Problems to work on
(a) In the workshop forum thread, list each poster who signs their post with a name at the end, and give that name.
(b) According to the workshop forum thread, what has Justturnin been watching Craigslist for?

Document text
§ §

Damn, Bob:  You've been reading my mail!!!     If you don't believe it, just ask my wife.  She'll tell you.  My problem when I clean and put things back where they belong, I can no longer find them


----------



## johncrane (Mar 4, 2013)

Looks ok to me Bob! i'd probably clean out the sawdust just to be fire safe.:wink::biggrin:


----------



## Jeannius (Mar 4, 2013)

You have made me feel a lot better about my space! My husband usually walks into the workshop, sighs heavily, and walks out again...   

I told someone about it once before, and their comment was 'How long did it take you to learn that trick?'   :biggrin:


----------



## jcm71 (Mar 4, 2013)

Did you enter the "Identify the Shop" contest?


----------



## Wullie Shields (Mar 4, 2013)

Hi 
looks like paradise to me, only problem cant see kettle
willie


----------



## markgum (Mar 4, 2013)

I don't see a problem...   
heck I have to move 2 tools to use 1.


----------



## MarkD (Mar 4, 2013)

I don't see a problem. It looks just like my area!
Don't clean up too much or you will never find anything!


----------



## Justturnin (Mar 4, 2013)

Glad I am not the only one.  I have been watching Craigslist for someone tossing out old kitchen cabinets to put in my shop just to try and get some order to it.


----------



## JMCU (Mar 4, 2013)

I feel your pain.  I have to clean every time the shop gets reconfigured for a differant job.  The plastic box below the lathe in pic 3 is a good idea i like that.  Is there a chance we could see the roller guide shown in the background of that picture a little closer.


----------



## Old Lar (Mar 4, 2013)

Looks like a well used shop. A sanctuary!


----------



## Ed McDonnell (Mar 4, 2013)

Bob - What the heck are you talking about.  I see plenty of empty horizontal surface area in those pictures.  And the wood racks are only partially full.  You don't show any pictures of stuff hanging from the ceiling or the walls.  I think you are months, maybe years from needing to spend time on clean up.

Ed


----------



## lyonsacc (Mar 4, 2013)

Maybe sweep up some of the chips. Otherwise, your good 

Dave


----------



## PWL (Mar 4, 2013)

What mess????

Paul


----------



## SerenityWoodWorks (Mar 4, 2013)

Holy Crap, I guess I am the only OCD one here... I would have to strike a match and start all over. I will have nightmares now about this and might even need to come help you clean up the shop before they stop!

§ §

Data for review

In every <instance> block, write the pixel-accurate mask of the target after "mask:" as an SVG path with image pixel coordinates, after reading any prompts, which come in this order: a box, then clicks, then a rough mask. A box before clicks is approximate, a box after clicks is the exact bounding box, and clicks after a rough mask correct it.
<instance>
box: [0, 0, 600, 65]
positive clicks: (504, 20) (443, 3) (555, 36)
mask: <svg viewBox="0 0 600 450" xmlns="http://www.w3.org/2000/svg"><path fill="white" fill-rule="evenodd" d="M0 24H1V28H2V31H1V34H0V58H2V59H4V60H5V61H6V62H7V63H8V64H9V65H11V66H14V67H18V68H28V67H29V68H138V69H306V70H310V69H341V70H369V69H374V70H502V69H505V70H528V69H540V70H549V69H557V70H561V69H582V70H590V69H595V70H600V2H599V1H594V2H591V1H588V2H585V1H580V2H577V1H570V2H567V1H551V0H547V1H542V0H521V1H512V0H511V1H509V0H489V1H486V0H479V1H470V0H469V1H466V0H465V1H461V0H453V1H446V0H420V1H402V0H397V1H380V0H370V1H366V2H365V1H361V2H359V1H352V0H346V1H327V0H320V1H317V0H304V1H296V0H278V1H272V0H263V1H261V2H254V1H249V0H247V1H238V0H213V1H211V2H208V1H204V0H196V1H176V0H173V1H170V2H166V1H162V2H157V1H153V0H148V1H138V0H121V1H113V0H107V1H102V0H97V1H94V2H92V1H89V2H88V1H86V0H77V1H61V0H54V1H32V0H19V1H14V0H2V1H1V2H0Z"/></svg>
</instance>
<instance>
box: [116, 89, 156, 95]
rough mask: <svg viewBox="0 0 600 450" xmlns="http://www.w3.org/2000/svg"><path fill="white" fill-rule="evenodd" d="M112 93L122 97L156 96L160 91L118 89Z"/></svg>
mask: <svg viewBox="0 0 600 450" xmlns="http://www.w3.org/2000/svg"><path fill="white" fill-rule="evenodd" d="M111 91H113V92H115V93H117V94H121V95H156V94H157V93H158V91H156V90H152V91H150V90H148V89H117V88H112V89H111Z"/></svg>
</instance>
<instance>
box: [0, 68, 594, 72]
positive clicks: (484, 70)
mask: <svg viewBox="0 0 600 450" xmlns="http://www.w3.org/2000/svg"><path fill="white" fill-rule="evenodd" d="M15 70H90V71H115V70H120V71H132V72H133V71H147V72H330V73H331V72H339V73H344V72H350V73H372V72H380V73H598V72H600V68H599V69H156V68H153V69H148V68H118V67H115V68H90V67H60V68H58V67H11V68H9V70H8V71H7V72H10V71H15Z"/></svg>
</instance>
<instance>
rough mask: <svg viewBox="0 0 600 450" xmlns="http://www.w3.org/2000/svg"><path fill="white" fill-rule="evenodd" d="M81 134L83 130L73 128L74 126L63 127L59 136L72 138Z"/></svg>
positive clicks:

§ §

Per-task outputs
(a) Wullie Shields (willie), Ed McDonnell (Ed), lyonsacc (Dave), PWL (Paul)

(b) Someone tossing out old kitchen cabinets to put in the shop.